Bagian dokumen:
Indonesia merupakan negara berkembang yang sedang menghadapi masalah serius dalam penggunaan antibiotik. Hal ini dapat dilihat dari angka pemakaian antibiotik yang tidak rasional.
Menurut Vance dan Millington (1986), penggunaan obat yang tidak rasional merupakan masalah yang serius dalam pelayanan kesehatan karena dapat menimbukan dampak negatif. Menurut Qibtiyah (2005), penggunaan obat yang tidak rasional menyebabkan banyak kerugian antara lain pemborosan biaya kesehatan atau pengobatan menjadi lebih mahal, resiko efek samping, perawatan penderita lebih lama, menurunkan kualitas pelayanan kesehatan. Dan menurut Azevedo (2009), penggunaan obat yang tidak rasional dapat menghilangkan sensitivitas bakteri terhadap antibiotik dan memperluas resistensi bakteri.
Pemakaian antibiotik yang tidak rasional dapat menimbulkan dampak yang berbahaya bagi kesehatan masyarakat, salah satunya adalah resistensi bakteri pada antibiotik yang ada. Menurut Bronzwear (2002), resistensi antibiotik merupakan salah satu masalah yang berkembang di seluruh dunia. Tingginya penggunaan antibiotik menyebabkan resistensi tersebut terjadi. Dapat dilihat dari data WHO (2001), yang menyimpulkan bahwa 2.996 orang yang terdaftar menggunakan antibiotik, terdapat 2494 kasus resistensi diantaranya antibiotik ampicillin 34%, trimetoprim/sulfametoksazol 29%, kloramfenikol 15%.
Menurut Kajian Departemen Kesehatan Republik Indonesia (2006), resistensi antibiotik kini semakin  meningkat, terutama terjadi pada antibiotik generik yang relatif murah harganya. Keadaan ini dinilai sangat membahayakan, karena dikhawatirkan para tenaga kesehatan belum banyak mengetahui tantang pentingnya antibiotik yang digunakan untuk memerangi penyakit-penyakit infeksi yang baru muncul (emerging) maupun muncul kembali (reemerging). Sedangakan menurut Norris (2009), penggunaan antibiotik untuk kondisi-kondisi yang tidak  lazim  merupakan  salah  satu  faktor  yang  dapat menyebabkan  resistensi  antibiotik. Semua kemungkinan tersebut akan memberikan kontribusi pada  pertumbuhan  dan  penyebaran  resistensi antibiotik.

Kerjakan berikut ini:
1. Tuliskan ulang bagian teks tentang penggunaan antibiotik dari "Pemakaian antibiotik yang tidak rasional dapat" sampai dengan "29%, kloramfenikol 15%.", kedua batas itu ikut disalin.
2. Lanjutkan teks tentang penggunaan antibiotik setelah kalimat terakhir yang tertera.

Data pelokalan ekspresi rujukan:
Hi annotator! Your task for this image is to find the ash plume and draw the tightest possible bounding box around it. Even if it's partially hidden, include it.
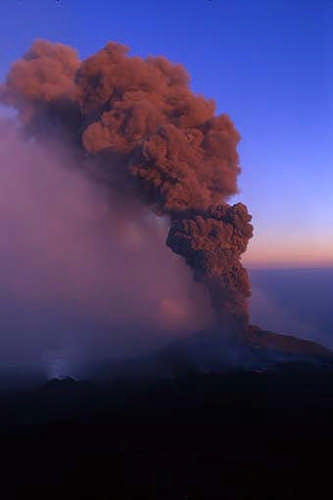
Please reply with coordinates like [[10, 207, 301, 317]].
[[1, 40, 252, 342]]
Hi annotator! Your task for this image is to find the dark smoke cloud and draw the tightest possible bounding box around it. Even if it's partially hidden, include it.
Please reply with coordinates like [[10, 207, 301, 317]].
[[2, 41, 252, 346], [0, 121, 212, 374]]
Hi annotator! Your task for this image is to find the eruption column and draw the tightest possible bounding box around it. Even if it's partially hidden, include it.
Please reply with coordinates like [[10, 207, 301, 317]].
[[1, 40, 252, 340]]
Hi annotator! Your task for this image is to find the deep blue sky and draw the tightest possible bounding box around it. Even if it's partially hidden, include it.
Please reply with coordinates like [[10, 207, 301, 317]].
[[0, 0, 333, 265]]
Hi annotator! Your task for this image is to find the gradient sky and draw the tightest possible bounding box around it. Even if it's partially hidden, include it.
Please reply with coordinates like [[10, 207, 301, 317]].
[[0, 0, 333, 266]]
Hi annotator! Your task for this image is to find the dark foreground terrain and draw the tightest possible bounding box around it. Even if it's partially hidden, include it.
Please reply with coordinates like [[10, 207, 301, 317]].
[[1, 363, 333, 500]]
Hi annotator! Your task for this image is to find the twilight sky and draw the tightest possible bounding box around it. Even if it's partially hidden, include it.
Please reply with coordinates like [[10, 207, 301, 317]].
[[0, 0, 333, 266]]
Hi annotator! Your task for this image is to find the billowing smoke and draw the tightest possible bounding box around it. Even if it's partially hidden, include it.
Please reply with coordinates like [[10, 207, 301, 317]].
[[1, 41, 252, 348], [0, 121, 212, 374]]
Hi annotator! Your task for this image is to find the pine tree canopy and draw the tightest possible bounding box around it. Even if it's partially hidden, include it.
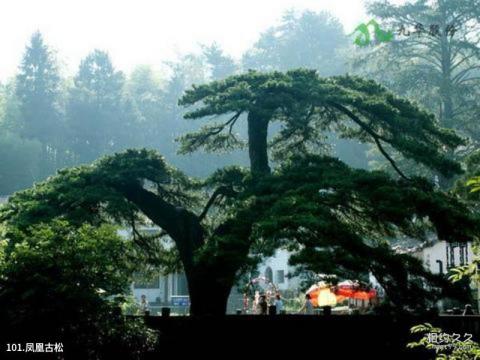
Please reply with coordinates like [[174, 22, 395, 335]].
[[0, 70, 479, 314]]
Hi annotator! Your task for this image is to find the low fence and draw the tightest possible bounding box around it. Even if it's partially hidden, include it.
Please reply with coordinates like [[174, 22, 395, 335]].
[[133, 315, 480, 360]]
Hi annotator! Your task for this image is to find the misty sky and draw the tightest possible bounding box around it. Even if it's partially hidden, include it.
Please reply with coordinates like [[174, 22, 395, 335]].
[[0, 0, 384, 80]]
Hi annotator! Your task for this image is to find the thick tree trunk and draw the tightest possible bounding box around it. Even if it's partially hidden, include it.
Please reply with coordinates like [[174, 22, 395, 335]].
[[248, 111, 270, 174]]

Jawaban latihan:
1.
Pemakaian antibiotik yang tidak rasional dapat menimbulkan dampak yang berbahaya bagi kesehatan masyarakat, salah satunya adalah resistensi bakteri pada antibiotik yang ada. Menurut Bronzwear (2002), resistensi antibiotik merupakan salah satu masalah yang berkembang di seluruh dunia. Tingginya penggunaan antibiotik menyebabkan resistensi tersebut terjadi. Dapat dilihat dari data WHO (2001), yang menyimpulkan bahwa 2.996 orang yang terdaftar menggunakan antibiotik, terdapat 2494 kasus resistensi diantaranya antibiotik ampicillin 34%, trimetoprim/sulfametoksazol 29%, kloramfenikol 15%.

2.
Salah satu solusi untuk menghadapi tantangan rasionalitas penggunaan antibiotik adalah dengan pemberian antibiotik setelah dilakukannya uji laboratorium. Hal ini disebabkan karena sebelum meresepkan antibiotik kepada seorang pasien, perlu dipastikan terlebih dahulu apakah infeksi tersebut disebabkan oleh bakteri atau parasit yang memang dapat dimusnahkan oleh antibiotik. Jika infeksi tersebut disebabkan oleh virus, maka pasien tidak perlu diberikan antibiotik.
Jadi, pemberian antibiotik pada pasien dilakukan ketika sudah diketahui jenis infeksi yang terjadi pada pasien tersebut. Hal ini dikarenakan perbedaan infeksi pada pasien akan membutuhkan jenis, frekuensi dan dosis antibiotik yang berbeda-beda.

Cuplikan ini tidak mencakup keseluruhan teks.